[Start of Attachment]
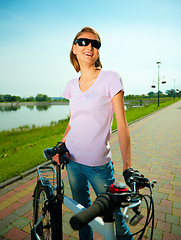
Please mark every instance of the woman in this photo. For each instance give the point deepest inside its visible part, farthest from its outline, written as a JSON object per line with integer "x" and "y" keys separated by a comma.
{"x": 94, "y": 97}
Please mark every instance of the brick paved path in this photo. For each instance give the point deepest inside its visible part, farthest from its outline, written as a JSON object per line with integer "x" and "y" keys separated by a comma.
{"x": 156, "y": 152}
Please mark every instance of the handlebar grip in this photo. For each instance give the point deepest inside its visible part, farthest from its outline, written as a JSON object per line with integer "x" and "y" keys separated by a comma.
{"x": 99, "y": 207}
{"x": 64, "y": 159}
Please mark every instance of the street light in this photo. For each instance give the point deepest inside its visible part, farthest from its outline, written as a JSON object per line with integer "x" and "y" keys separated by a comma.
{"x": 159, "y": 63}
{"x": 163, "y": 82}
[End of Attachment]
With the pictures removed, the entries above should be transcribed exactly.

§ THE COMPLETED TASK
Please mark every instance of the woman in this photo. For each instance give the point deepest inside its visible part, farthest from its outline, written as a JSON object per line with integer "x" and "y" keys separated by a comma.
{"x": 94, "y": 97}
Please mark every instance of the brick paved path in this photo. For each instance give the point deepest inside its visible part, farthest from its outline, written as a JSON object per line with integer "x" and "y" keys separated by a comma.
{"x": 156, "y": 152}
Please mark every instance of the handlebar grip in this photo. For each instance give the point deepest inside its visible part, farthest from its outline, written as a JSON object per line with integer "x" and "y" keys separated by a comma.
{"x": 99, "y": 207}
{"x": 64, "y": 159}
Please mark every instance of the street light in this photo. For each instance give the point deepest inside its visible part, farthest from its outline, written as a JSON object per line with integer "x" and "y" keys separated by a comma.
{"x": 159, "y": 63}
{"x": 163, "y": 82}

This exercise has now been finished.